**WRITTEN REQUEST:** Pick up the essay about being an ally to LGBT members of the LDS Church and continue it from its final sentence.

**SELECTION:**
#####

At the same time, I’ve had so many wonderful people ask how they can help in a meaningful way. Thus, I’ve put together a few ideas. Let’s look at what’s not helpful first.
  • The "Let me know how I can help! Okay, bye!" ally: This is in my experience the most common way LDS members try to be an ally. These members of the Church are good, well-intentioned people, but are very uncomfortable about discussing or talking about any kind of LGBT experience. They will happily bake you a plate of cookies or mow your lawn when you are sick, but they just don't know how to engage with a topic that makes them uncomfortable. So they would rather avoid and ignore my experience and how it affects my day-to-day existence. I dearly love these people, but at the same time I can't help feeling like a huge portion of myself is being shoved under the rug. I am transgender. I get that this is uncomfortable for some people. It’s not an experience that most people easily relate with. But, my experiences grappling with being transgender in a Mormon community are a massive part of who I am. If you want to know me, these questions are impossible to ignore.


  • The "You're so righteous! Everyone should be like you!" ally - These LDS members think being an ally means cheering for LGBT Mormons as long as they ‘keep the faith.’ I see this kind of ally everytime someone who doesn't even really know me misuses small snippets of my story to defend their own beliefs about the LDS church and transgender issues. I cringe when people say, “Wow, if only so-and-so had done things like Kyle.” I hear this kind of ally when I hear people tell me that they have been waiting their entire lifetime to find an LDS LGBT individual who is truly happy within the Church. This is incredibly destructive, both to me and to whomever I’m being compared to. If I am merely reduced to the portions of my story that someone agrees with, I cease being a person and become instead a political object--a propaganda piece. I hate feeling like I am being reduced into a mascot, or feeling like all my struggles and problems and pain don't matter. These allies, as soon as the going gets tough or any ‘mistakes’ are made disappear saying things like "I'm sorry that you weren't the person I was looking for," or "If you had only tried harder." I don't want to be used. I am tired of seeing my story turned into a blunt instrument to bludgeon other LGBT people into conforming with someone’s ideal of behavior. I want people to engage with me. I want to be helped when I am struggling. I want to be encouraged when I am down. I want to be listened to and understood. I want people to understand that my experience isn't messy or clean or simple and that there aren't any easy answers for me or anyone else in a similar position. I want people willing to get down in the mud with me and lift me up when the life is hard. Most of all, I don't want to fear abandonment if I make a choice you happen to disagree with.

#####

**DATA PROVIDED:**
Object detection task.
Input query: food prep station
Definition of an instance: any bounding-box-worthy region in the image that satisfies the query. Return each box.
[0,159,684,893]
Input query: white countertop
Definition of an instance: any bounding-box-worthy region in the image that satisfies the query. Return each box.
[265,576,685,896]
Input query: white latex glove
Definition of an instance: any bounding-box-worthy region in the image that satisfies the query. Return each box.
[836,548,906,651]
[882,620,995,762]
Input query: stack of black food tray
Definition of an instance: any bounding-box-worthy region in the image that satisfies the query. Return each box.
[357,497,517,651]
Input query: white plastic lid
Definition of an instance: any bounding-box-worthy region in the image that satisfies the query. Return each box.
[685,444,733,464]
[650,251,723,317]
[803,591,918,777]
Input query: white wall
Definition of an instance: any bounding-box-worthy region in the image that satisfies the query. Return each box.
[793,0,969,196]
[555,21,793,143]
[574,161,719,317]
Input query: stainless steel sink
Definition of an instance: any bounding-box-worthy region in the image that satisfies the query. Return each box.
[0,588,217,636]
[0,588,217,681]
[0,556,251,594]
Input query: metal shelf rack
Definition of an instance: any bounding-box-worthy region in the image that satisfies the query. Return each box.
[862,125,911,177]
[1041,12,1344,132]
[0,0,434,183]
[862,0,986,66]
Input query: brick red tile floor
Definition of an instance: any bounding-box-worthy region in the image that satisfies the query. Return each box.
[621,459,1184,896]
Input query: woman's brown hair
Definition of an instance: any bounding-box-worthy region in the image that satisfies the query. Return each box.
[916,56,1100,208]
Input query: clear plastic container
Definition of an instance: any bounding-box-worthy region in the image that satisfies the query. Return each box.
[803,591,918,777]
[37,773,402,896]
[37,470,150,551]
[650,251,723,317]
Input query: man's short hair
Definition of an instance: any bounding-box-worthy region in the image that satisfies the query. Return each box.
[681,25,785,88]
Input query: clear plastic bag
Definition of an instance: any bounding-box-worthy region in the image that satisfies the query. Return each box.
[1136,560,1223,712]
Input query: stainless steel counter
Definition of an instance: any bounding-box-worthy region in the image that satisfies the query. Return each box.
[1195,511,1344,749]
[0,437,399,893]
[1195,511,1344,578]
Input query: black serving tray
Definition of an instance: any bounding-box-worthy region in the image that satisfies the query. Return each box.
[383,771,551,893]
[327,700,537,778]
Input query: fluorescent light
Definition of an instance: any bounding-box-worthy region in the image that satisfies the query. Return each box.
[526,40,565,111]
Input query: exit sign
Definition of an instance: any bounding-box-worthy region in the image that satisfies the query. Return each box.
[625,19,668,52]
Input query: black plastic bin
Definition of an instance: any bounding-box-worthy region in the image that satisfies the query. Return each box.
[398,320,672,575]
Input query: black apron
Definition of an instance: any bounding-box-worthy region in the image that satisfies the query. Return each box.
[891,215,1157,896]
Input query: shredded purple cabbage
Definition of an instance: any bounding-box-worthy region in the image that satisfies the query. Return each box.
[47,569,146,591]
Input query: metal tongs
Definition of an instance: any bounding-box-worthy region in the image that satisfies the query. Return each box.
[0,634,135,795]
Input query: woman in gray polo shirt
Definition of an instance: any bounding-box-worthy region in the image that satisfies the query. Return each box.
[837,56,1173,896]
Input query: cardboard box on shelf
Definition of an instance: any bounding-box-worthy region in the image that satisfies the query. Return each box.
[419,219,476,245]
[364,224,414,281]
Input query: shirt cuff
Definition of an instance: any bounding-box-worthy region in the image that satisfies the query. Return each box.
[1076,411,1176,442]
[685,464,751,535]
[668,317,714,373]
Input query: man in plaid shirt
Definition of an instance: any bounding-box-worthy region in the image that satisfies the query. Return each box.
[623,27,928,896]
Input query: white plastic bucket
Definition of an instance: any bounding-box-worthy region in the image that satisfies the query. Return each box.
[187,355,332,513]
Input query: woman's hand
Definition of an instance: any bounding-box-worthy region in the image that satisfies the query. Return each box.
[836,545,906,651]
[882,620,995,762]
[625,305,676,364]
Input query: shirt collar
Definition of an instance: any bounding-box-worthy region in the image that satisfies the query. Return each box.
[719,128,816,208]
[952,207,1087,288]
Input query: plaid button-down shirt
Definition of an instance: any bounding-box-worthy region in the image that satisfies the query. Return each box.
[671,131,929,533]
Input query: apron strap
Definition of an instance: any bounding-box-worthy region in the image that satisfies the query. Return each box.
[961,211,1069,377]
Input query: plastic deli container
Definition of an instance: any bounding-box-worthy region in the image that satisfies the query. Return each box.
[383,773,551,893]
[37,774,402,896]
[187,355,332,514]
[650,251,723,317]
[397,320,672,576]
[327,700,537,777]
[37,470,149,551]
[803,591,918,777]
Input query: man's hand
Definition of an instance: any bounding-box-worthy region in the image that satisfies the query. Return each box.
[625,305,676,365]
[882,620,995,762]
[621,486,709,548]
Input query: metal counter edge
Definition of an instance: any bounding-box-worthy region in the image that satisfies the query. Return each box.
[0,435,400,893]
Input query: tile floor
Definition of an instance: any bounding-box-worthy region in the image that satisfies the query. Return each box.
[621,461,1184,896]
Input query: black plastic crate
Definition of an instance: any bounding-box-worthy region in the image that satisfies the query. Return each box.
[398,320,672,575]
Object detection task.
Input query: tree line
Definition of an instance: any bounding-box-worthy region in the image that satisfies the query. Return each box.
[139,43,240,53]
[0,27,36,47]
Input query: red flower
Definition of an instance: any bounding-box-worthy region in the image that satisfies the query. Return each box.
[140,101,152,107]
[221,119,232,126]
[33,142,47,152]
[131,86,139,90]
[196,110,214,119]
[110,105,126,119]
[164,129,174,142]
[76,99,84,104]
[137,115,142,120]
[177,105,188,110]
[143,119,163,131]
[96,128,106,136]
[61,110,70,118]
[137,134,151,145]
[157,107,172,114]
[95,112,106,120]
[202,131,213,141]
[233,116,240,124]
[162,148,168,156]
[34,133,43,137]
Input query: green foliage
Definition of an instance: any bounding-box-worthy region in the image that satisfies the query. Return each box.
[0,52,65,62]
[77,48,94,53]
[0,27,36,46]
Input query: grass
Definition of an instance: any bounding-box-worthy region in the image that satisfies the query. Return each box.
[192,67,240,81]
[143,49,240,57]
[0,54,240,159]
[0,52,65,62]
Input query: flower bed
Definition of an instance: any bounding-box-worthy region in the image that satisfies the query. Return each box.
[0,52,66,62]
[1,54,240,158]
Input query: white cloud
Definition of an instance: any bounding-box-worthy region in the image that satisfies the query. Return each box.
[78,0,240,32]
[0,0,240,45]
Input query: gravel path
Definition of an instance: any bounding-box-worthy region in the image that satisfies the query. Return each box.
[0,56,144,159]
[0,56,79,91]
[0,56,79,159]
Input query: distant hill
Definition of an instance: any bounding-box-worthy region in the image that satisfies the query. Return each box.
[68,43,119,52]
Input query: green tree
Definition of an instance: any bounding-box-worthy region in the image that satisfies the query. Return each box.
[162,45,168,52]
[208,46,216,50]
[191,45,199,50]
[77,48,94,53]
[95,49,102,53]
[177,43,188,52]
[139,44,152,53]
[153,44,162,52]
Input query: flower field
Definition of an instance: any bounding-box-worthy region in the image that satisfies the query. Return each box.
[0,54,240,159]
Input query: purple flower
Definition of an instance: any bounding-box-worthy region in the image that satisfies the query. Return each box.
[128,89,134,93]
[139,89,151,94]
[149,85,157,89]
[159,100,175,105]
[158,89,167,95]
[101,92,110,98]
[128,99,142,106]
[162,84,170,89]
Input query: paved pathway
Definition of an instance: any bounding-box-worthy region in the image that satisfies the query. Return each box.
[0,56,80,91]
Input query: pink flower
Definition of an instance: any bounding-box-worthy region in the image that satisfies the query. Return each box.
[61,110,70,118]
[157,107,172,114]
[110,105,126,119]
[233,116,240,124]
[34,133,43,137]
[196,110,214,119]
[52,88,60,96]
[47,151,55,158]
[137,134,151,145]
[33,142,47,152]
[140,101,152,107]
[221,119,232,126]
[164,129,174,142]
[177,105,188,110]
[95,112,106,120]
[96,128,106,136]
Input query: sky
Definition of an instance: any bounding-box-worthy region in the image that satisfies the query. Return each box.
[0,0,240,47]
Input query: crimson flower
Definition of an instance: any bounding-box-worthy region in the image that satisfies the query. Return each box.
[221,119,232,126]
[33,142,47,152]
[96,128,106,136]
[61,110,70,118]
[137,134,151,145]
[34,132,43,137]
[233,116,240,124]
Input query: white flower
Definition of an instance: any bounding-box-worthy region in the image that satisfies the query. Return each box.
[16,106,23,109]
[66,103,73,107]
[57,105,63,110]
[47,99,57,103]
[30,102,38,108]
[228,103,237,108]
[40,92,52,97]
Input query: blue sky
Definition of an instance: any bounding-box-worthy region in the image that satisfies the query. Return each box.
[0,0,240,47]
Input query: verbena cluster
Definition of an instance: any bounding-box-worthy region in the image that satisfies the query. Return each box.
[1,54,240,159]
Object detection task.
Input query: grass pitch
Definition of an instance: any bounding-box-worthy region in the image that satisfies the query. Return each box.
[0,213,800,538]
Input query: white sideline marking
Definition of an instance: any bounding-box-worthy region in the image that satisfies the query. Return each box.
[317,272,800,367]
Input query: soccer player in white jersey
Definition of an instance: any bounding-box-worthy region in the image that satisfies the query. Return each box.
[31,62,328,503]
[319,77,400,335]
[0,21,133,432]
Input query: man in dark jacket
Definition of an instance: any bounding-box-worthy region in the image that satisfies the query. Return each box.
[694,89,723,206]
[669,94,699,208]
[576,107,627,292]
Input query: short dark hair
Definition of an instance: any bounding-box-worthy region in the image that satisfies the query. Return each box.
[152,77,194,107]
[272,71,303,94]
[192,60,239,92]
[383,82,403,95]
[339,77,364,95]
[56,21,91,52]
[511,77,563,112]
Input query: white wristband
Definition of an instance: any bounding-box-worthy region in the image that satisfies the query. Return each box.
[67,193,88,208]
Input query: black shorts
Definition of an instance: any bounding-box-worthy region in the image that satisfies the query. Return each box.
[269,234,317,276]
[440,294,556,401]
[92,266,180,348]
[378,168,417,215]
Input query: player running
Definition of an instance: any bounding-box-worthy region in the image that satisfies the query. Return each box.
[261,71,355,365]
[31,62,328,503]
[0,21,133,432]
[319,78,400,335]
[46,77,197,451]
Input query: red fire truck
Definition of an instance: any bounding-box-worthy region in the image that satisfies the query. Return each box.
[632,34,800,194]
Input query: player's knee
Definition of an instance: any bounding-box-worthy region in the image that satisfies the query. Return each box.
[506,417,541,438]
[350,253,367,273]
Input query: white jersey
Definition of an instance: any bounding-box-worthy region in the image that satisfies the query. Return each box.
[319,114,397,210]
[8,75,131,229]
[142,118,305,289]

#####

**FINAL ANSWER:**
  • The "Our differences shouldn't matter!” ally: While the "Let me know how I can help! Okay, bye!" ally effectively ignores the LGBT facet of my identity because they don't know how to deal with it, The "Our differences shouldn't matter!" ally actively works to help me change my perspective into a perspective in which being LGBT simply doesn't matter. Now, I certainly don't want to be reduced into only being that one LGBT member of my church (see the "Can you be my personal project?" ally below), but the opposite extreme where my different perspectives and experiences are smothered by a thick layer of white-washing doesn't help me in any way. Trying to help me ignore what makes me different isn't helpful. There is no way for me to simply stop being transgender. It will always shape the way I act, think, and perceive the world. While being a “child of God” is the single most critical label as human beings, other labels necessarily help us understand our experiences and communicate our needs more effectively. You wouldn’t tell someone who tells you they are a diabetic to stop labeling themselves except as a child of God. Terms like this help us interact with people, and denying a term can’t reverse the experience attached to it.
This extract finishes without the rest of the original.